* [Excerpt]
══════
By Laura Marcus Green

For the Love of Music and Community: Tabla Player Hith Patel

Hith Patel at the Sadhu Vaswani Hindu Cultural Center and Hindu Temple. Photo: Laura Marcus Green.

Like Mini Menon, percussionist Hith Patel contributes his traditional talents to cultural events. Occasionally he performs at activities sponsored by the Indian Association of Shreveport & Bossier City and the LSUS India Studies Program. Most often, he plays for services and special occasions at the Sadhu Vaswani Hindu Cultural Center and Hindu Temple. Hith Patel was born and raised in the east Indian state of Jharkhand, although his family's cultural roots are in the western state of Gujarat. He explains that India is a multicultural country, with 27 different states, each with its own language, customs, and cuisines. Culturally, he considers himself Gujarati, although he enjoys experiencing traditions from India's diverse regions. Of Shreveport-Bossier City's 250 Indian families, approximately 50 to 60 families are Gujarati.

Hith explains how he came to play the tablas.

Music is my passion. When I [was] born and after a certain time, I found that I [had] a little bit more interest in the music, and I just started playing at home with a desk and tables and doors. And then somehow I got musical instruments at my home, and I just tried to play [by] myself. And after that, little by little, in my society and my small community, they start calling me just to go and join the group.

The call to come and play at community events has continued to beckon, even over the past ten years since Hith has lived in the U.S., first in San Diego and now in Bossier City.

Hith Patel has vivid childhood memories of Navaratri, a nine-day autumn festival honoring the goddess Durga, among the most important Hindu deities. During Navaratri, evenings are devoted to music and dance as people gather to celebrate the festival. Growing up in Jharkhand, Hith remembers Gujarati musicians coming from his family's home state to play for the nightly festivities. A Gujarati musician staying with the Patel family during Navaratri noticed young Hith's interest in playing the tablas. He took Hith's hands in his and held them as he played, telling Hith, "Okay, just sit with me and play."
══════
* [Complete the following]
1. Name every organization listed in the tabla player profile as one whose activities, services, or events Hith Patel plays for.
2. From the tabla player profile, extract the passage that begins at the words "Music is my" and ends after "in Bossier City.".

* [Recorded data]
══════
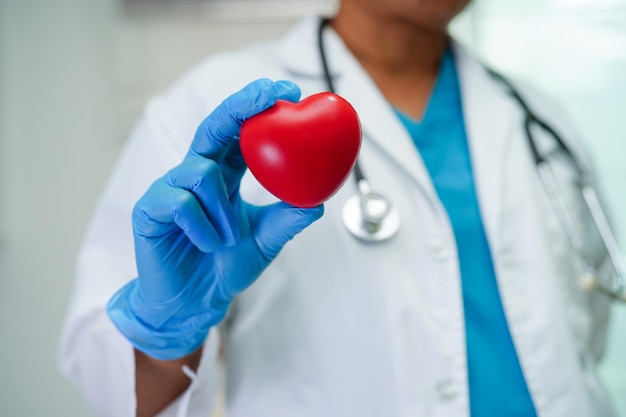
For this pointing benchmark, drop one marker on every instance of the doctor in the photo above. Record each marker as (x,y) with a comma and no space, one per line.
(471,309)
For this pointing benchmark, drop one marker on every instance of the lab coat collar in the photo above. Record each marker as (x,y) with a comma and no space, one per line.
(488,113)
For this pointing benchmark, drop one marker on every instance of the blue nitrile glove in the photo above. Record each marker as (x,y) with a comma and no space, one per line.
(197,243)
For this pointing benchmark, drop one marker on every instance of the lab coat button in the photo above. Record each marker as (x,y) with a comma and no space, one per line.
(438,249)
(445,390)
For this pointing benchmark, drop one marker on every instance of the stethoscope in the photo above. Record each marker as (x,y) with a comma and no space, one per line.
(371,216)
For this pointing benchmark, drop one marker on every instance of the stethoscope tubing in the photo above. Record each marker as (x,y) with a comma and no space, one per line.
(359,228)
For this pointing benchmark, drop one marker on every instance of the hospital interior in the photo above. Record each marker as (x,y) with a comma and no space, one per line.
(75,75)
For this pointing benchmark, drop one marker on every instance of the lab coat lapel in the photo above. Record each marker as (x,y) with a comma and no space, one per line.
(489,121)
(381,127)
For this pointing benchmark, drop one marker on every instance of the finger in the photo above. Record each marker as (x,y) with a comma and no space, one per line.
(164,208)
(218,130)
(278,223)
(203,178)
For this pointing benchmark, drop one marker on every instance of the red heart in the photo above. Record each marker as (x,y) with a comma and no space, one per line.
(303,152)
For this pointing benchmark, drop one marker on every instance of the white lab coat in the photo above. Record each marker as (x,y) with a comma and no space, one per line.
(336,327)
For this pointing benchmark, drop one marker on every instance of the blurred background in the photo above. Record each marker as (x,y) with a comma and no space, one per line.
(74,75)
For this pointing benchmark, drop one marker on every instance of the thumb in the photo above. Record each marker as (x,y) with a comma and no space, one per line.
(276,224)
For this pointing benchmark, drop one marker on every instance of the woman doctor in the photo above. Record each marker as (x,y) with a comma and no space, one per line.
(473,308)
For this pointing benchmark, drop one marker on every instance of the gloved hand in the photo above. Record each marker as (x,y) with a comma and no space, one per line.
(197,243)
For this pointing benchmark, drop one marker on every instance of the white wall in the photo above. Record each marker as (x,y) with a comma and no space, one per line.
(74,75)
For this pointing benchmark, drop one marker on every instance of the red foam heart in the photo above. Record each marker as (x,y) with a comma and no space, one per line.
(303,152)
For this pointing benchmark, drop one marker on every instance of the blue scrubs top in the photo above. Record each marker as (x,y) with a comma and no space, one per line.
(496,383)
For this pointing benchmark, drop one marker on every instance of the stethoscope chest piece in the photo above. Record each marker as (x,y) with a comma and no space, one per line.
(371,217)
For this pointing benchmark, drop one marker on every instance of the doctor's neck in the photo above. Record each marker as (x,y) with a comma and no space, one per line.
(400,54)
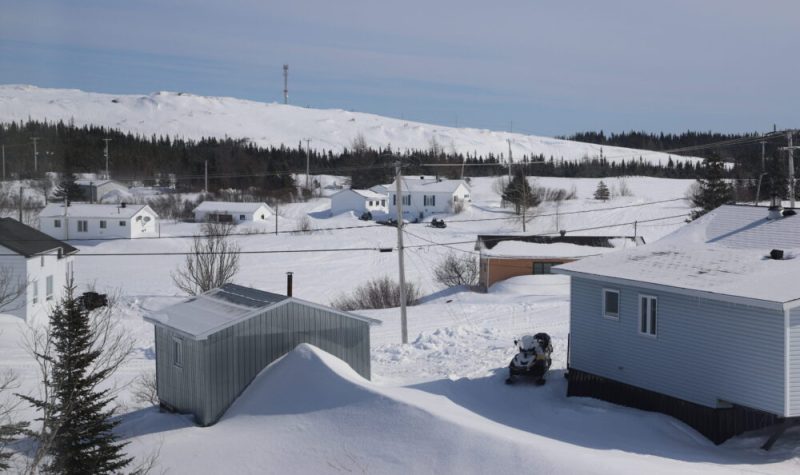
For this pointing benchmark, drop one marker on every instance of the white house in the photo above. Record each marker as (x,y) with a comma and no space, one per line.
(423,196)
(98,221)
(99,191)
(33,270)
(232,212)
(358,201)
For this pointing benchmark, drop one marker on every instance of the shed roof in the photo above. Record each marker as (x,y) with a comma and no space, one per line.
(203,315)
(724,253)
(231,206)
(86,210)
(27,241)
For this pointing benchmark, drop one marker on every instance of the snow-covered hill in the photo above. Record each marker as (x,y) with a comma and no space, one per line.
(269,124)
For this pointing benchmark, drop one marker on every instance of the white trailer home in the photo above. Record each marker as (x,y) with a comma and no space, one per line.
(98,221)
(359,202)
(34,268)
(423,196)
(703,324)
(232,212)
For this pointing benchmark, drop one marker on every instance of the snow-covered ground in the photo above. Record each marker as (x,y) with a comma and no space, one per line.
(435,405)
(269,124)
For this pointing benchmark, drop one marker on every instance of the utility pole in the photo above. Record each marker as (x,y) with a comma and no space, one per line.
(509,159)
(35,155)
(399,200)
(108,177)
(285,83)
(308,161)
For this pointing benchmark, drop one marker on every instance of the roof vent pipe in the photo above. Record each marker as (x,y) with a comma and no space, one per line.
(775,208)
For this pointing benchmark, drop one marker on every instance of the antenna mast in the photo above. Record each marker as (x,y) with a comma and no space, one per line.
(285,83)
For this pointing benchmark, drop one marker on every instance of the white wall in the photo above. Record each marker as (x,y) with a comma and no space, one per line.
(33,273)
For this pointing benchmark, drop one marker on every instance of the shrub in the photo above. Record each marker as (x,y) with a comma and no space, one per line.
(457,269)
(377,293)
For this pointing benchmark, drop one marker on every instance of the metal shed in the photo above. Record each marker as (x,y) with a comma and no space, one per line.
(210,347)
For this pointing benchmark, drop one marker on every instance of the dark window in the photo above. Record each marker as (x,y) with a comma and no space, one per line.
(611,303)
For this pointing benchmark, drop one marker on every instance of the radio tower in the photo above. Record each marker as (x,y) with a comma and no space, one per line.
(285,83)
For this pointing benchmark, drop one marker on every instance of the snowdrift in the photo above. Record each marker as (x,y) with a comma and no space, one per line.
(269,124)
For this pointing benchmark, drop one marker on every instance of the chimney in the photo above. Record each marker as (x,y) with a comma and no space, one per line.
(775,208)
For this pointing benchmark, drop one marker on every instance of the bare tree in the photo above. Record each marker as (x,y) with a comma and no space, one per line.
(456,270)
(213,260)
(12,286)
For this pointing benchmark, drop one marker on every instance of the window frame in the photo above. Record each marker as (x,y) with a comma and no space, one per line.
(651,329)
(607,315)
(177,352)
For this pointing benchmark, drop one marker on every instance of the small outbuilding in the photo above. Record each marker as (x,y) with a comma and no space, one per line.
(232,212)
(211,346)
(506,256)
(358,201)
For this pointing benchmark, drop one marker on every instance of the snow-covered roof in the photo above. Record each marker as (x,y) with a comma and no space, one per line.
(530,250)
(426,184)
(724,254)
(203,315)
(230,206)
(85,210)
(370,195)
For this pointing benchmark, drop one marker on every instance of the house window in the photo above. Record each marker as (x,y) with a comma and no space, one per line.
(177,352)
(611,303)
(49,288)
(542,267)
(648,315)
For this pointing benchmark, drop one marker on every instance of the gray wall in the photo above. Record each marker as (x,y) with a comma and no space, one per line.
══════
* [Solutions by task]
1.
- Indian Association of Shreveport & Bossier City
- LSUS India Studies Program
- Sadhu Vaswani Hindu Cultural Center and Hindu Temple

2.
Music is my passion. When I [was] born and after a certain time, I found that I [had] a little bit more interest in the music, and I just started playing at home with a desk and tables and doors. And then somehow I got musical instruments at my home, and I just tried to play [by] myself. And after that, little by little, in my society and my small community, they start calling me just to go and join the group.

The call to come and play at community events has continued to beckon, even over the past ten years since Hith has lived in the U.S., first in San Diego and now in Bossier City.